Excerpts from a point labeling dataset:
....................
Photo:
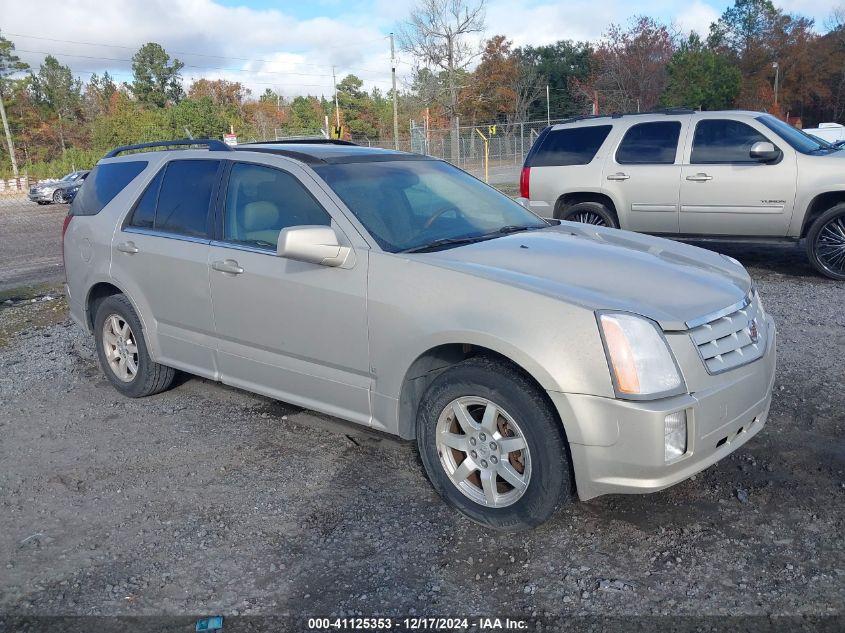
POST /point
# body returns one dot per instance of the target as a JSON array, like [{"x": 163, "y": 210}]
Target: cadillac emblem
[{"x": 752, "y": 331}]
....................
Task prompt: Reproduce every line of the records above, requests included, but rescale each coordinate in the answers by multiplying it by 2.3 and rounding to a whole number, with halves rounded up. Leave the pictures out.

Expected answer:
Photo:
POST /point
# body returns one dot per instance of the target as a JSON array, like [{"x": 163, "y": 210}]
Target: cadillac emblem
[{"x": 1730, "y": 761}]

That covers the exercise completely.